_WHAT IS NEEDED_
Every entry is to be transcribed as it stands. Images stay out.

SUPPLIED DATA: Begin

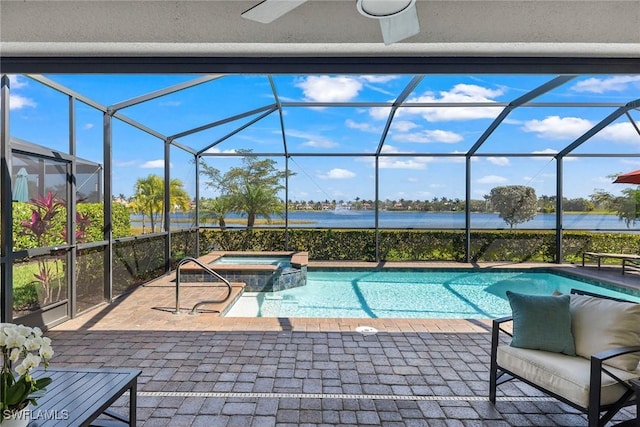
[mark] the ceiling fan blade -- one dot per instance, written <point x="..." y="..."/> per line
<point x="268" y="11"/>
<point x="400" y="26"/>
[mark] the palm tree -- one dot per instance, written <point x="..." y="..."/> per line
<point x="257" y="200"/>
<point x="218" y="209"/>
<point x="148" y="197"/>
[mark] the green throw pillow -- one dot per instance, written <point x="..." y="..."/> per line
<point x="542" y="322"/>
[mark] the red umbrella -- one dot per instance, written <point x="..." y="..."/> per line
<point x="628" y="178"/>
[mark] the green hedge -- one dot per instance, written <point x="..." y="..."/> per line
<point x="95" y="231"/>
<point x="421" y="245"/>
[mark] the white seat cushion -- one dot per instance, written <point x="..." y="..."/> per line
<point x="566" y="376"/>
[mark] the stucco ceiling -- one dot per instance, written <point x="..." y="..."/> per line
<point x="318" y="28"/>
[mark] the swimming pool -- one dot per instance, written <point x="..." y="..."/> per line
<point x="460" y="294"/>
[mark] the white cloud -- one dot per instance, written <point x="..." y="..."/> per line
<point x="337" y="173"/>
<point x="329" y="89"/>
<point x="363" y="126"/>
<point x="429" y="136"/>
<point x="153" y="164"/>
<point x="492" y="179"/>
<point x="460" y="93"/>
<point x="371" y="78"/>
<point x="216" y="150"/>
<point x="17" y="102"/>
<point x="556" y="127"/>
<point x="403" y="125"/>
<point x="609" y="84"/>
<point x="17" y="82"/>
<point x="311" y="139"/>
<point x="499" y="161"/>
<point x="623" y="132"/>
<point x="401" y="163"/>
<point x="124" y="164"/>
<point x="380" y="113"/>
<point x="319" y="143"/>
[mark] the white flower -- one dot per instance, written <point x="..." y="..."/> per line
<point x="46" y="352"/>
<point x="15" y="354"/>
<point x="22" y="342"/>
<point x="28" y="363"/>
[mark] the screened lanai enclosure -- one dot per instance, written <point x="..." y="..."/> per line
<point x="108" y="180"/>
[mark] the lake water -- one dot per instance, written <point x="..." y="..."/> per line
<point x="427" y="220"/>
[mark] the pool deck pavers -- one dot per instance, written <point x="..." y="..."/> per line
<point x="206" y="370"/>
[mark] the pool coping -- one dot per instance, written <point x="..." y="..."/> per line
<point x="135" y="310"/>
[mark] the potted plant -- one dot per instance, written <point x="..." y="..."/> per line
<point x="23" y="349"/>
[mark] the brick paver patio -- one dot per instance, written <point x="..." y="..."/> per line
<point x="206" y="370"/>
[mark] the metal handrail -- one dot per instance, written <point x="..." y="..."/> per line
<point x="208" y="270"/>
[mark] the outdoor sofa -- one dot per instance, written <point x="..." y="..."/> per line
<point x="582" y="349"/>
<point x="628" y="260"/>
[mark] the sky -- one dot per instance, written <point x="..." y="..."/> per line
<point x="314" y="134"/>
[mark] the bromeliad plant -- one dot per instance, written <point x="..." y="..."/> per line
<point x="41" y="225"/>
<point x="25" y="348"/>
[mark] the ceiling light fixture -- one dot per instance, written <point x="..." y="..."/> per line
<point x="383" y="8"/>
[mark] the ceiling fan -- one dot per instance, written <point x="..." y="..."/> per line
<point x="398" y="18"/>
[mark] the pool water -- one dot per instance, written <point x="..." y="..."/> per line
<point x="407" y="294"/>
<point x="251" y="260"/>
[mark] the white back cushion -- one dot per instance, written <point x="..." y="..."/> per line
<point x="600" y="324"/>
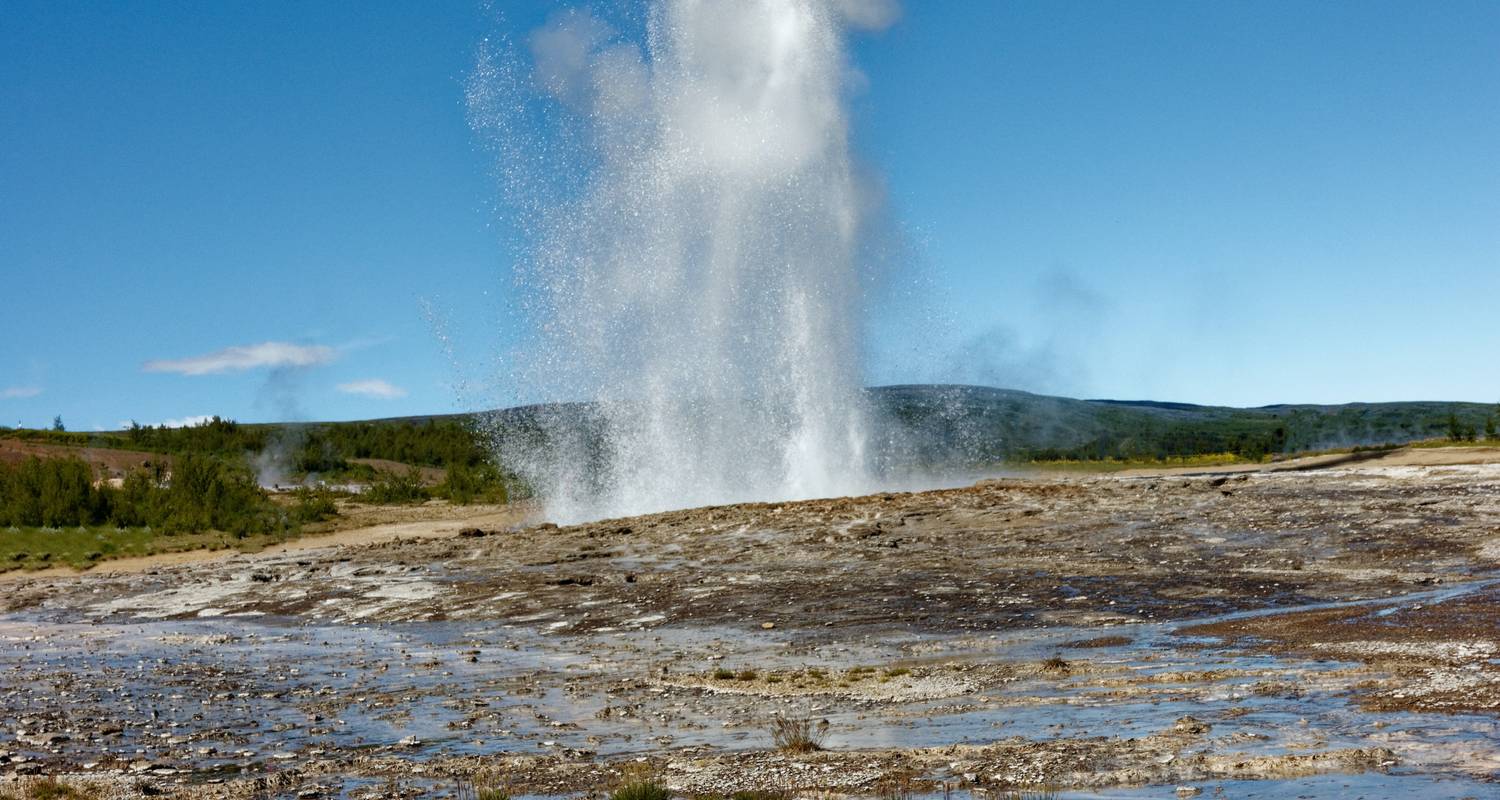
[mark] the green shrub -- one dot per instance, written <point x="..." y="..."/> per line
<point x="398" y="488"/>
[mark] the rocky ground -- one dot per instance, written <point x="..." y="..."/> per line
<point x="1287" y="632"/>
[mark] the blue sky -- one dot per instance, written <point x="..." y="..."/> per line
<point x="1229" y="203"/>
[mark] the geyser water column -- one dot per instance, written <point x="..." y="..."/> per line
<point x="690" y="218"/>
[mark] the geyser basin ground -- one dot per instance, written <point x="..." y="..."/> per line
<point x="1113" y="637"/>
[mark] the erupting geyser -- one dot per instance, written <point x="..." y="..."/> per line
<point x="690" y="219"/>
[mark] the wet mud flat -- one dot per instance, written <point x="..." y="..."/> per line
<point x="1328" y="634"/>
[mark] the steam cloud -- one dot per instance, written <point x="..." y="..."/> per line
<point x="372" y="387"/>
<point x="690" y="215"/>
<point x="239" y="359"/>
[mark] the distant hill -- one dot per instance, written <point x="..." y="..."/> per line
<point x="966" y="425"/>
<point x="912" y="427"/>
<point x="983" y="424"/>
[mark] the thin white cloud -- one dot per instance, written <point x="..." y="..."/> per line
<point x="185" y="422"/>
<point x="239" y="359"/>
<point x="372" y="387"/>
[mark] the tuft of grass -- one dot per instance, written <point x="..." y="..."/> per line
<point x="50" y="788"/>
<point x="1038" y="793"/>
<point x="798" y="734"/>
<point x="639" y="782"/>
<point x="482" y="787"/>
<point x="83" y="548"/>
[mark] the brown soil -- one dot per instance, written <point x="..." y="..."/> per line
<point x="674" y="637"/>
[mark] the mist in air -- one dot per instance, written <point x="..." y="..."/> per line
<point x="690" y="219"/>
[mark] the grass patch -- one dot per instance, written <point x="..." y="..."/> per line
<point x="81" y="548"/>
<point x="48" y="788"/>
<point x="641" y="782"/>
<point x="798" y="734"/>
<point x="1118" y="464"/>
<point x="482" y="787"/>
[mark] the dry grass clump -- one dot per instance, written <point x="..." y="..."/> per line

SUPPLIED DATA: End

_WORKED SOLUTION_
[mark] the ceiling fan blade -- one dot per instance, written <point x="..." y="..."/> per line
<point x="268" y="11"/>
<point x="400" y="26"/>
[mark] the palm tree -- one dot per instance, written <point x="..." y="..."/> per line
<point x="257" y="200"/>
<point x="218" y="209"/>
<point x="148" y="197"/>
[mark] the green throw pillow -- one dot per instance, written <point x="..." y="..."/> per line
<point x="542" y="322"/>
[mark] the red umbrella -- one dot per instance, written <point x="..." y="..."/> per line
<point x="628" y="178"/>
[mark] the green hedge -- one dot per instance, written <point x="..." y="..."/> per line
<point x="95" y="231"/>
<point x="421" y="245"/>
[mark] the white seat cushion -- one dot per instance, written <point x="..." y="..."/> per line
<point x="566" y="376"/>
[mark] the stucco ceiling -- one dot per instance, written <point x="..." y="..."/> per line
<point x="318" y="28"/>
[mark] the swimming pool -- one dot per instance, written <point x="..." y="..."/> per line
<point x="460" y="294"/>
[mark] the white cloud -- one dot per instance, written <point x="..." y="..."/> per line
<point x="337" y="173"/>
<point x="329" y="89"/>
<point x="363" y="126"/>
<point x="429" y="136"/>
<point x="153" y="164"/>
<point x="492" y="179"/>
<point x="460" y="93"/>
<point x="371" y="78"/>
<point x="216" y="150"/>
<point x="17" y="102"/>
<point x="556" y="127"/>
<point x="403" y="125"/>
<point x="609" y="84"/>
<point x="17" y="82"/>
<point x="311" y="139"/>
<point x="499" y="161"/>
<point x="623" y="132"/>
<point x="401" y="163"/>
<point x="124" y="164"/>
<point x="380" y="113"/>
<point x="319" y="143"/>
[mark] the white flower -- one dot per instance, written <point x="..." y="..."/> per line
<point x="46" y="352"/>
<point x="15" y="354"/>
<point x="22" y="342"/>
<point x="28" y="363"/>
[mark] the screened lanai enclosure -- one dot per instance, written <point x="..." y="..."/> per line
<point x="108" y="180"/>
[mark] the lake water -- one dot per instance, written <point x="..." y="..."/> per line
<point x="427" y="220"/>
[mark] the pool deck pavers -- one dot per instance, written <point x="..." y="..."/> per line
<point x="206" y="370"/>
[mark] the pool coping -- one dot per instance, written <point x="..." y="..."/> per line
<point x="135" y="310"/>
[mark] the potted plant -- one dot per instance, written <point x="..." y="..."/> per line
<point x="23" y="349"/>
[mark] the brick paver patio -- one dot per instance, written <point x="..." y="..."/> per line
<point x="206" y="370"/>
[mark] the metal handrail -- one dot per instance, written <point x="..." y="..."/> per line
<point x="208" y="270"/>
[mark] the outdoor sofa -- one dot per instance, written <point x="..." y="..."/> per line
<point x="582" y="349"/>
<point x="628" y="260"/>
[mark] the sky -- one dot per instance, written <point x="..." y="..."/> per line
<point x="314" y="134"/>
[mark] the bromeliad plant -- one dot per instance, written <point x="..." y="..."/> per line
<point x="41" y="225"/>
<point x="25" y="348"/>
[mark] the ceiling light fixture -- one dot per instance, written <point x="..." y="..."/> per line
<point x="383" y="8"/>
[mark] the ceiling fan -- one dot per instance, written <point x="..." y="..."/> per line
<point x="398" y="18"/>
[mark] the pool water -- one dot per instance, written <point x="..." y="..."/> per line
<point x="407" y="294"/>
<point x="251" y="260"/>
[mark] the white back cushion -- one dot per instance, written <point x="..." y="..."/> per line
<point x="600" y="324"/>
[mark] the green shrub -- one dot per instance, written <point x="..." y="..."/> per line
<point x="398" y="488"/>
[mark] the rocky ground -- one dot per instance, written <point x="..." y="..."/> per line
<point x="1287" y="632"/>
[mark] the blue sky -- one dot per instance, written <point x="..." y="..."/> per line
<point x="1229" y="203"/>
[mark] the geyser water column -- one dot per instance, written <point x="..." y="..."/> per line
<point x="690" y="218"/>
[mark] the geyser basin ground -- one dot per instance, written <point x="..." y="..."/> per line
<point x="1113" y="637"/>
[mark] the erupting geyser -- one dot per instance, written <point x="..." y="..."/> per line
<point x="690" y="219"/>
[mark] the wet mud flat -- one dot per instance, written <point x="..." y="..."/> per line
<point x="1328" y="634"/>
[mark] the steam cloud -- one dot per instance, written <point x="..." y="..."/> per line
<point x="372" y="387"/>
<point x="690" y="215"/>
<point x="239" y="359"/>
[mark] the distant hill -- one dot per instance, written <point x="..." y="..."/> per line
<point x="966" y="425"/>
<point x="912" y="427"/>
<point x="983" y="424"/>
[mark] the thin white cloud -- one dot per instance, written <point x="..." y="..."/> per line
<point x="185" y="422"/>
<point x="239" y="359"/>
<point x="372" y="387"/>
[mark] the tuft of grass -- one dot per instance, written <point x="..." y="..."/> per line
<point x="50" y="788"/>
<point x="1038" y="793"/>
<point x="798" y="734"/>
<point x="639" y="782"/>
<point x="482" y="787"/>
<point x="83" y="548"/>
[mark] the brown soil -- one dot per instance, written <point x="..." y="..."/> per line
<point x="674" y="637"/>
[mark] the mist in air -- one dot per instance, written <point x="..." y="..."/> per line
<point x="690" y="219"/>
[mark] the grass patch -- one dot per instance, written <point x="..." y="..."/> per line
<point x="81" y="548"/>
<point x="48" y="788"/>
<point x="641" y="782"/>
<point x="798" y="734"/>
<point x="1118" y="464"/>
<point x="482" y="787"/>
[mark] the dry grass clump -- one dot per instance, written <point x="..." y="..."/> per line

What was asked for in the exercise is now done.